# START OF RECORDS TO USE

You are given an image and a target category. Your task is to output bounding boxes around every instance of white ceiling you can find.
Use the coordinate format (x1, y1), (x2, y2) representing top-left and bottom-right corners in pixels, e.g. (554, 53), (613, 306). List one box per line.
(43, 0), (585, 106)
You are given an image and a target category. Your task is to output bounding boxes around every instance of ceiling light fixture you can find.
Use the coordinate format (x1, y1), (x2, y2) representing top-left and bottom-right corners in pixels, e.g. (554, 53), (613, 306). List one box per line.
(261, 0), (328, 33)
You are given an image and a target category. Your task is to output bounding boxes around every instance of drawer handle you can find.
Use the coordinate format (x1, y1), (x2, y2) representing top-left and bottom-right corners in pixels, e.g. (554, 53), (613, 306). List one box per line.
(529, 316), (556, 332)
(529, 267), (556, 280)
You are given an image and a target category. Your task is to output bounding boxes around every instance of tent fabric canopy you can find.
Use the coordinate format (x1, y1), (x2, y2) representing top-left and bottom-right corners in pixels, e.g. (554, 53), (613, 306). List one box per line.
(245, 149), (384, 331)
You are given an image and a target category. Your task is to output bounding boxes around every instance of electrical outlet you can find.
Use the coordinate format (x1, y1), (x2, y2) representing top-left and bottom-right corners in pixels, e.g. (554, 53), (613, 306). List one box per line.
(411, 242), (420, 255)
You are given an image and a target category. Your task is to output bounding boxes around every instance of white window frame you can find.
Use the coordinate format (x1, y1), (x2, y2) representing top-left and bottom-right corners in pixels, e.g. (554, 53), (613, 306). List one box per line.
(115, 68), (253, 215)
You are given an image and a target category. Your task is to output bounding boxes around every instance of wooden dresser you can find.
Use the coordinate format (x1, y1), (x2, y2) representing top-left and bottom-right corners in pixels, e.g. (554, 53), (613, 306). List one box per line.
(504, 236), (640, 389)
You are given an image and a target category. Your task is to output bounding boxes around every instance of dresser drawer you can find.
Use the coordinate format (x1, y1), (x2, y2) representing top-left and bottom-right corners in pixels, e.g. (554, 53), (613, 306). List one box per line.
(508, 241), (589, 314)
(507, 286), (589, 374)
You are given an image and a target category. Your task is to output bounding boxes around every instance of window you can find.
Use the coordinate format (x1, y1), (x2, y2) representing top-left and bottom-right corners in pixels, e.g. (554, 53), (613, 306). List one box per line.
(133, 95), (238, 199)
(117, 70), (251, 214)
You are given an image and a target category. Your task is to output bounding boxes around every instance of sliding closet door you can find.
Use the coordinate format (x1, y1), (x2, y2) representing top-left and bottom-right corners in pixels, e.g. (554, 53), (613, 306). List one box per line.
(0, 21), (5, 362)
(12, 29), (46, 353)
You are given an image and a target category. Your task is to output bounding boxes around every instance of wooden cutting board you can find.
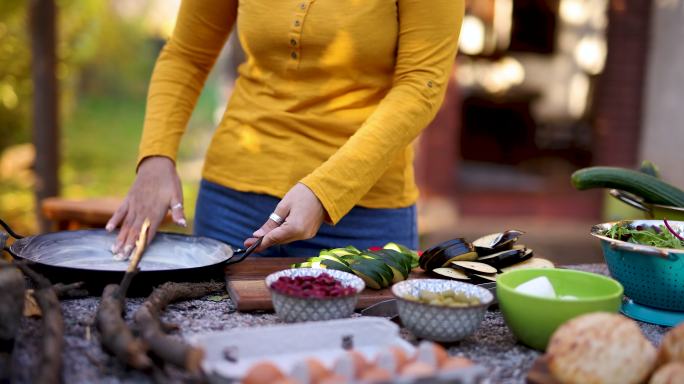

# END OF RECORDS TO USE

▶ _SHORT TASK_:
Rewrite every line of the records between the line holding "canopy you can find." and the line holding "(507, 286), (589, 374)", inclusive, and add 3 to each coordinate in the answer boxes.

▶ _FINISHED EXERCISE_:
You are given an image and a target category. Your task is to output bounding boxes around every instance of tent fabric canopy you can find.
Use the coordinate format (x1, y1), (x2, y2) representing top-left and bottom-right corners in pixels, e.g. (554, 53), (613, 306). List one box per line.
(248, 152), (387, 334)
You are given an image and a target category. Your task is to output bounding boxes around every instance of electrical outlet you can find.
Use the coordinate format (x1, y1), (x2, y2) representing top-left and bottom-right corners in pixels, e.g. (554, 53), (613, 306). List one box per line.
(414, 245), (423, 258)
You are given an image and a target category. Your task is to output bounding boxes around every instance of white window frame you can find.
Use the coordinate format (x1, y1), (x2, y2) representing top-left and bottom-right corners in pixels, e.g. (554, 53), (613, 306). List one box per line.
(118, 71), (256, 218)
You are given an image and a target category. Your task is to output bounding boxes around every instance of wooden dresser you can find.
Use the coordinate format (x1, y1), (x2, y2) representing top-left and bottom-right corners in pixels, e.g. (554, 53), (613, 306). List one box per line.
(507, 239), (643, 392)
You are given an image and a target category. Your task is to output bounding boxes around every instance of dresser drawer you can find.
Use the coordinate format (x1, y1), (x2, y2) representing top-left and bottom-right corners in pixels, e.g. (554, 53), (613, 306). List one box per line.
(511, 244), (592, 317)
(510, 289), (592, 377)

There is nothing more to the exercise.